_Fragmento del texto_:
La complacencia estadounidense ha permitido que el país se acerque cada vez más a un régimen fascista. Trump es visto como una figura que rompe con lo “políticamente correcto”, lo que refuerza su atractivo entre quienes sienten que el sistema tradicional los ha dejado atrás. Sus seguidores no solo lo apoyan, sino que han aprendido a justificarlo hasta en lo más absurdo: podría cometer actos atroces en público y aún encontrarían la manera de defenderlo o negarlo y el mismo Trump lo dijo: “I could stand in the middle of Fifth Avenue and shoot somebody, and I wouldn’t lose any voters, OK?”.
El revisionismo histórico y la manipulación de la realidad han generado una desconexión inquietante entre los hechos y la percepción de los ciudadanos. Un claro ejemplo de esto fue el asalto al Capitolio el 6 de enero de 2021. Aunque las imágenes de violencia y caos dieron la vuelta al mundo, muchos seguidores de Trump insistieron en que se trató de una protesta legítima o que la violencia fue provocada por “agentes externos”.
En El Salvador, un fenómeno similar ocurre con Nayib Bukele. Desde su ascenso al poder, ha implementado medidas que, aunque controversiales, han sido aceptadas por una mayoría que percibe sus acciones como necesarias. Como él mismo advirtió, la “medicina sería amarga”, y sus seguidores han adoptado esa narrativa sin cuestionamientos. Sin embargo, ¿qué estamos realmente aceptando? ¿Es una solución duradera o simplemente la creación de otro régimen basado en el populismo y la represión? La militarización de las calles y las detenciones masivas bajo el régimen de excepción han generado denuncias de violaciones a los derechos humanos, pero el apoyo popular sigue siendo alto. Muchos ven la disminución de la violencia como una justificación suficiente, sin considerar las implicaciones a largo plazo en el sistema de justicia y la democracia del país.

_Instrucciones de la tarea_:
Escribe la continuación del texto sobre el apoyo popular a Trump y a Bukele, empezando justo después de su última oración.

Entradas de datos recopiladas:
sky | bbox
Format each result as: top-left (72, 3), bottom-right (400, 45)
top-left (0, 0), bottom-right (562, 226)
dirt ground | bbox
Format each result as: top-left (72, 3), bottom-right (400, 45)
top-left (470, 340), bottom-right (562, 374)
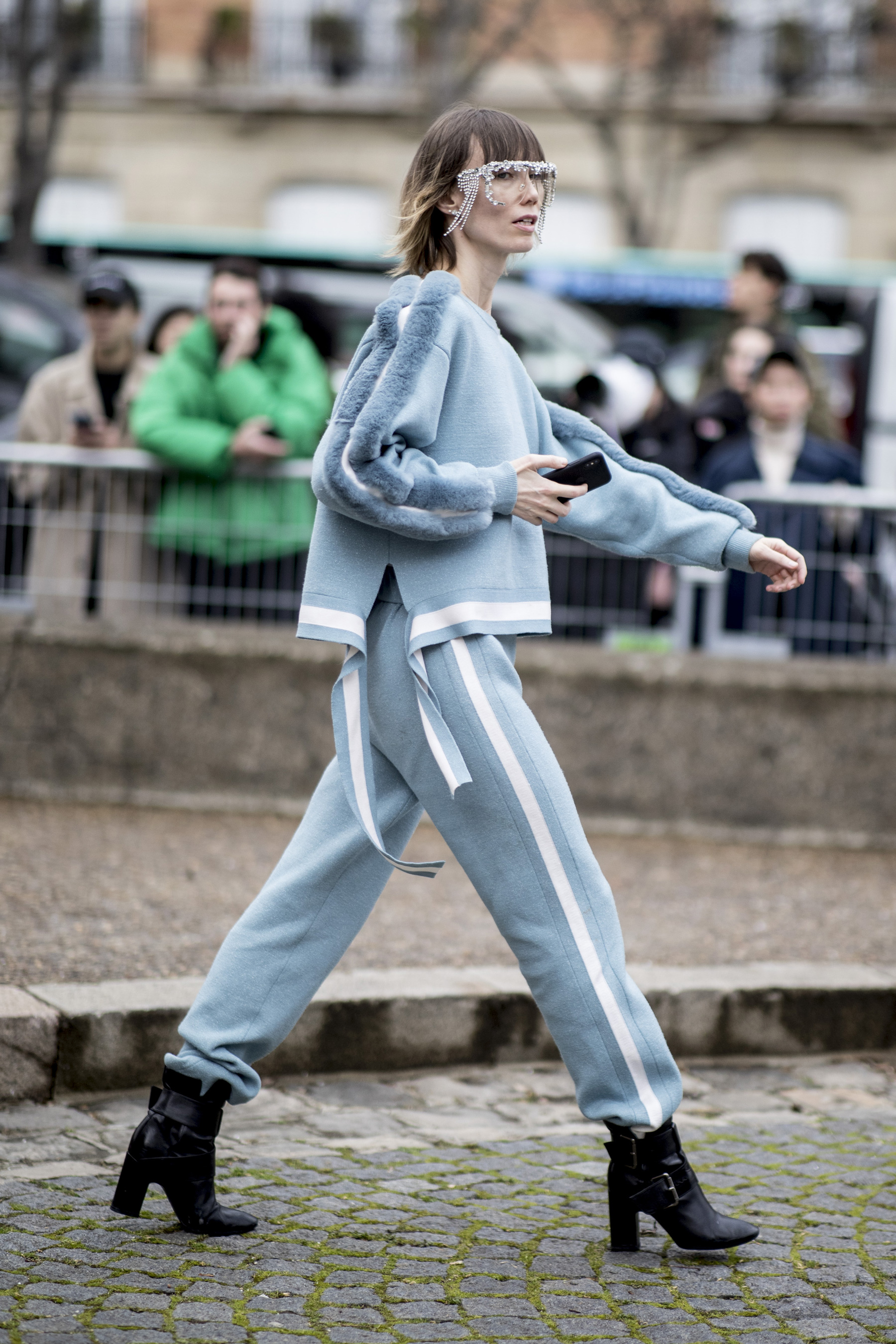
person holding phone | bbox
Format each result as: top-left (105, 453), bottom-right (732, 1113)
top-left (12, 266), bottom-right (157, 620)
top-left (130, 257), bottom-right (332, 624)
top-left (113, 108), bottom-right (806, 1250)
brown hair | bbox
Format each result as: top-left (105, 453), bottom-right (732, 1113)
top-left (392, 105), bottom-right (544, 276)
top-left (211, 257), bottom-right (269, 303)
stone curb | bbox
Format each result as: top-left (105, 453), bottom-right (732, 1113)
top-left (0, 962), bottom-right (896, 1101)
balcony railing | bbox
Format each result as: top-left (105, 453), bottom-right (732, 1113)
top-left (252, 0), bottom-right (410, 88)
top-left (0, 8), bottom-right (145, 85)
top-left (697, 11), bottom-right (877, 104)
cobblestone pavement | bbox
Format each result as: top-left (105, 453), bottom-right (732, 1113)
top-left (0, 1058), bottom-right (896, 1344)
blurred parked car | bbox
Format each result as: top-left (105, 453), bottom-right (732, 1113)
top-left (275, 267), bottom-right (614, 401)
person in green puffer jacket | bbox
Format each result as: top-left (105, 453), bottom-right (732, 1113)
top-left (130, 257), bottom-right (332, 620)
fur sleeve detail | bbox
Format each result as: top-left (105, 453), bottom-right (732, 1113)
top-left (546, 402), bottom-right (756, 528)
top-left (313, 271), bottom-right (496, 540)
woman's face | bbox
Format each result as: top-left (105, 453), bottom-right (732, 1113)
top-left (750, 360), bottom-right (811, 429)
top-left (156, 313), bottom-right (196, 355)
top-left (439, 141), bottom-right (544, 257)
top-left (721, 327), bottom-right (774, 397)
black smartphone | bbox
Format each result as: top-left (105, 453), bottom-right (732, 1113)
top-left (544, 453), bottom-right (613, 504)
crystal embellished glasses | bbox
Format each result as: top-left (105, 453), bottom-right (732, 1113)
top-left (445, 159), bottom-right (558, 242)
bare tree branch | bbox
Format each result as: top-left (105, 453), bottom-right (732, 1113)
top-left (539, 0), bottom-right (731, 247)
top-left (6, 0), bottom-right (96, 270)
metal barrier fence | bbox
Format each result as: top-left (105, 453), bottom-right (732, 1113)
top-left (0, 444), bottom-right (313, 622)
top-left (7, 444), bottom-right (896, 659)
top-left (674, 481), bottom-right (896, 659)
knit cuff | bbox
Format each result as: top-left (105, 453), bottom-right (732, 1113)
top-left (721, 527), bottom-right (762, 574)
top-left (479, 462), bottom-right (517, 513)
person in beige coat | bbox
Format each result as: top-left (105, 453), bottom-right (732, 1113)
top-left (12, 270), bottom-right (158, 620)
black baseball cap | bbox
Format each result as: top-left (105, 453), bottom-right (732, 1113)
top-left (81, 270), bottom-right (140, 309)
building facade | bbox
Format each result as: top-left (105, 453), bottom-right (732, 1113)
top-left (0, 0), bottom-right (896, 269)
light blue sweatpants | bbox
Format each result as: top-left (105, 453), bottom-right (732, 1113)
top-left (165, 589), bottom-right (681, 1127)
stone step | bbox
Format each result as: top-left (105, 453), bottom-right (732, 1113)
top-left (0, 962), bottom-right (896, 1101)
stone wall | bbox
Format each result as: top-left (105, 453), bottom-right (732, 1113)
top-left (0, 621), bottom-right (896, 836)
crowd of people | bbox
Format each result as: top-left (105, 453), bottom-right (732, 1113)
top-left (13, 257), bottom-right (332, 621)
top-left (5, 243), bottom-right (861, 621)
top-left (576, 253), bottom-right (861, 492)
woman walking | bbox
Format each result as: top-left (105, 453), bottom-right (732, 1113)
top-left (113, 108), bottom-right (806, 1250)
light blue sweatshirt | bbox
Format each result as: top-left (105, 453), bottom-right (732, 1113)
top-left (298, 271), bottom-right (756, 871)
top-left (298, 271), bottom-right (756, 652)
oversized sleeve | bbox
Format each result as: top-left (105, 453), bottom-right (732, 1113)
top-left (548, 395), bottom-right (758, 572)
top-left (312, 271), bottom-right (516, 540)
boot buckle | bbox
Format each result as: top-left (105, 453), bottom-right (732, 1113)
top-left (615, 1134), bottom-right (638, 1171)
top-left (650, 1172), bottom-right (680, 1210)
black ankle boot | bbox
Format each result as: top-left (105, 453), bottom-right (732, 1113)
top-left (112, 1069), bottom-right (258, 1236)
top-left (604, 1120), bottom-right (759, 1251)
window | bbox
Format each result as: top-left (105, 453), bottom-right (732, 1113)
top-left (265, 183), bottom-right (392, 257)
top-left (721, 192), bottom-right (846, 266)
top-left (252, 0), bottom-right (410, 85)
top-left (539, 191), bottom-right (613, 262)
top-left (35, 177), bottom-right (123, 242)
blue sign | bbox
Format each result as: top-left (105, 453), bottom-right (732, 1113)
top-left (525, 266), bottom-right (728, 308)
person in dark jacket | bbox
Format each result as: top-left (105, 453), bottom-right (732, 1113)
top-left (700, 343), bottom-right (873, 653)
top-left (692, 324), bottom-right (775, 466)
top-left (615, 327), bottom-right (696, 481)
top-left (700, 343), bottom-right (861, 495)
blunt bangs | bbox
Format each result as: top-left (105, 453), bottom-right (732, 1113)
top-left (470, 108), bottom-right (546, 168)
top-left (392, 105), bottom-right (553, 276)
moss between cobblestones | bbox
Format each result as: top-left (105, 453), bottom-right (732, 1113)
top-left (0, 1125), bottom-right (896, 1344)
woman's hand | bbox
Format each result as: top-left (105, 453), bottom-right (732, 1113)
top-left (750, 536), bottom-right (806, 593)
top-left (510, 453), bottom-right (588, 527)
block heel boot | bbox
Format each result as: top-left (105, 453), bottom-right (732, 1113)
top-left (112, 1069), bottom-right (258, 1236)
top-left (604, 1120), bottom-right (759, 1251)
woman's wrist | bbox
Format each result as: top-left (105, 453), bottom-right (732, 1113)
top-left (479, 462), bottom-right (517, 513)
top-left (721, 527), bottom-right (762, 574)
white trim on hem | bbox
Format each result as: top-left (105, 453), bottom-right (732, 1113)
top-left (410, 602), bottom-right (551, 641)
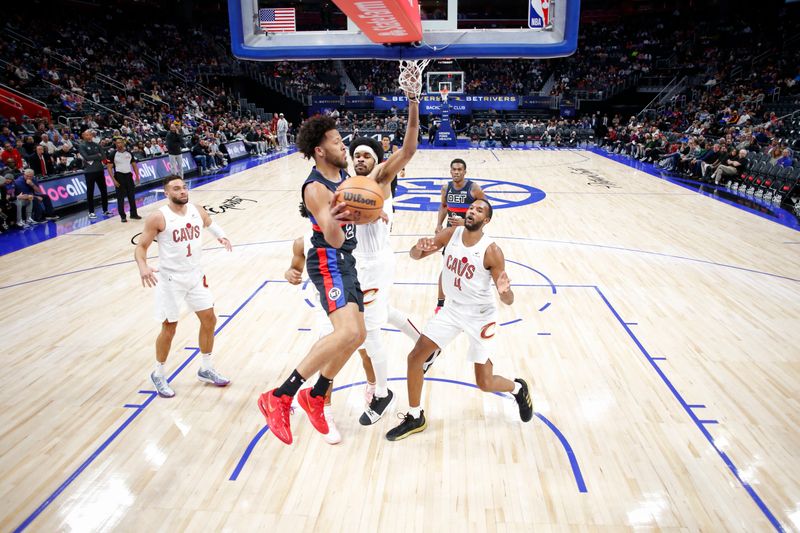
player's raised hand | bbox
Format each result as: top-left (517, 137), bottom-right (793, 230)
top-left (497, 270), bottom-right (511, 296)
top-left (283, 268), bottom-right (303, 285)
top-left (139, 266), bottom-right (158, 287)
top-left (417, 237), bottom-right (436, 252)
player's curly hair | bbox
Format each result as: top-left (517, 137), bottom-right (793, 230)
top-left (297, 115), bottom-right (336, 159)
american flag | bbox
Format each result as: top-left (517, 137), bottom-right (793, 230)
top-left (258, 7), bottom-right (297, 32)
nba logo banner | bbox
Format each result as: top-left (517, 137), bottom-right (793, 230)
top-left (528, 0), bottom-right (553, 30)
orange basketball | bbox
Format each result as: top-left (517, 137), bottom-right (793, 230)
top-left (336, 176), bottom-right (383, 224)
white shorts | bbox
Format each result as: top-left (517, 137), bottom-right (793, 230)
top-left (155, 270), bottom-right (214, 322)
top-left (422, 300), bottom-right (497, 364)
top-left (354, 250), bottom-right (395, 331)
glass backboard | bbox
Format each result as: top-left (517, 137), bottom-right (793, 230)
top-left (228, 0), bottom-right (580, 61)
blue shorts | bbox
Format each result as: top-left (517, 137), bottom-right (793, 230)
top-left (306, 248), bottom-right (364, 314)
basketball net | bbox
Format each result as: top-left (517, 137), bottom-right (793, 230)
top-left (397, 59), bottom-right (431, 103)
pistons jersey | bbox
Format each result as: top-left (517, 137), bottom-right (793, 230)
top-left (156, 204), bottom-right (203, 272)
top-left (442, 226), bottom-right (495, 306)
top-left (300, 167), bottom-right (356, 252)
top-left (445, 180), bottom-right (475, 221)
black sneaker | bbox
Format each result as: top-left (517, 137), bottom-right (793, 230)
top-left (358, 390), bottom-right (397, 426)
top-left (422, 348), bottom-right (442, 374)
top-left (386, 411), bottom-right (428, 440)
top-left (512, 379), bottom-right (533, 422)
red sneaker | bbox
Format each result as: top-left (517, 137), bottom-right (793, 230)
top-left (297, 388), bottom-right (328, 435)
top-left (258, 389), bottom-right (292, 444)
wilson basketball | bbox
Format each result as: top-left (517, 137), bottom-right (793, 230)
top-left (336, 176), bottom-right (383, 224)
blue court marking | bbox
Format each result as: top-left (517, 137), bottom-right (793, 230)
top-left (14, 280), bottom-right (272, 533)
top-left (587, 147), bottom-right (800, 231)
top-left (0, 239), bottom-right (293, 290)
top-left (392, 233), bottom-right (800, 288)
top-left (228, 377), bottom-right (588, 492)
top-left (594, 286), bottom-right (784, 531)
top-left (506, 258), bottom-right (558, 294)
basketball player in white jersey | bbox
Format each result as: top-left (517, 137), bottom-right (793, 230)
top-left (386, 199), bottom-right (533, 440)
top-left (350, 135), bottom-right (439, 426)
top-left (134, 176), bottom-right (232, 398)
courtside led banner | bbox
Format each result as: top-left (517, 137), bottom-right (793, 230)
top-left (39, 152), bottom-right (197, 209)
top-left (333, 0), bottom-right (422, 44)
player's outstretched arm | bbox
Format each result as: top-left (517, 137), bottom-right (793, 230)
top-left (133, 211), bottom-right (166, 287)
top-left (283, 237), bottom-right (306, 285)
top-left (483, 243), bottom-right (514, 305)
top-left (195, 205), bottom-right (233, 252)
top-left (374, 99), bottom-right (419, 183)
top-left (303, 183), bottom-right (354, 248)
top-left (408, 224), bottom-right (455, 259)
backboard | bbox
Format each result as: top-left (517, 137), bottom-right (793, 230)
top-left (228, 0), bottom-right (580, 61)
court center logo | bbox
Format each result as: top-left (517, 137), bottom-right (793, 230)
top-left (394, 177), bottom-right (546, 211)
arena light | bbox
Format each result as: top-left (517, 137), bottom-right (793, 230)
top-left (334, 0), bottom-right (422, 44)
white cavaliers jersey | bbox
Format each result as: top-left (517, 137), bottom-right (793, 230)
top-left (442, 226), bottom-right (495, 306)
top-left (353, 195), bottom-right (394, 256)
top-left (156, 204), bottom-right (203, 272)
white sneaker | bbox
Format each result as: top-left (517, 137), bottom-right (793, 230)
top-left (322, 405), bottom-right (342, 444)
top-left (150, 372), bottom-right (175, 398)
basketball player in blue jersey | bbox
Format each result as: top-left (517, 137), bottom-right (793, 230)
top-left (436, 159), bottom-right (485, 313)
top-left (258, 116), bottom-right (366, 444)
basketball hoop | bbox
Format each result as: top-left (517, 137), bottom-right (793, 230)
top-left (397, 59), bottom-right (431, 103)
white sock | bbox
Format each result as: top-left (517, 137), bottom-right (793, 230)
top-left (389, 307), bottom-right (419, 342)
top-left (372, 360), bottom-right (389, 398)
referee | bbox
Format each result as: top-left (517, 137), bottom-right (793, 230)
top-left (108, 138), bottom-right (142, 222)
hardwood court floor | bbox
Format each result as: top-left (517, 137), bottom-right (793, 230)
top-left (0, 150), bottom-right (800, 532)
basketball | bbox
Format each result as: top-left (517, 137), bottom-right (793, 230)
top-left (336, 176), bottom-right (383, 224)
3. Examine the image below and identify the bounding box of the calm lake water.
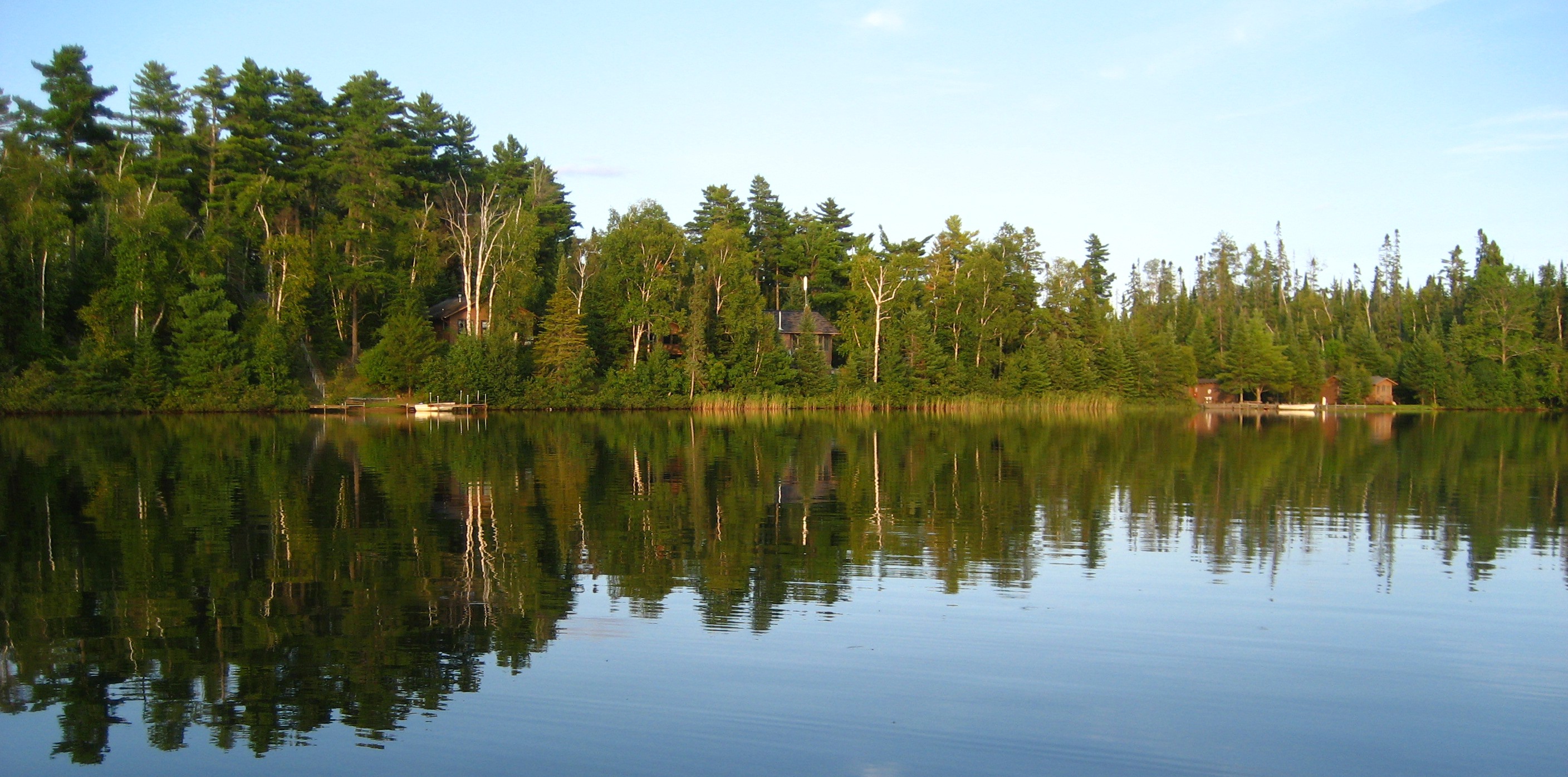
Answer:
[0,413,1568,777]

_Resultado_:
La infocracia, el gobierno basado en la manipulación de la información es el arma más poderosa de estos líderes. Como dijo Isaac Asimov, “cuando la estupidez es considerada patriotismo, es peligroso ser inteligente”. En El Salvador, las noticias ya no provienen de los periodistas, sino de influencers en TikTok y redes sociales. Se ha normalizado la idea de que el gobierno siempre tiene la razón y que cualquier crítica es un ataque a la nación. La complacencia no es solo un problema estadounidense; en El Salvador, la narrativa de “el dinero alcanza cuando nadie roba” se ha convertido en una excusa para ignorar las fallas del sistema. Por ejemplo, mientras se construyen megaproyectos como el aeropuerto del Pacífico y la ampliación de la carretera a Los Chorros, en municipios como Ciudad Delgado y Soyapango las calles permanecen en pésimas condiciones. Cuando comienza la época lluviosa, los constantes derrumbes en San Marcos y Los Planes ponen en riesgo a cientos de familias, pero el discurso oficial apenas los menciona.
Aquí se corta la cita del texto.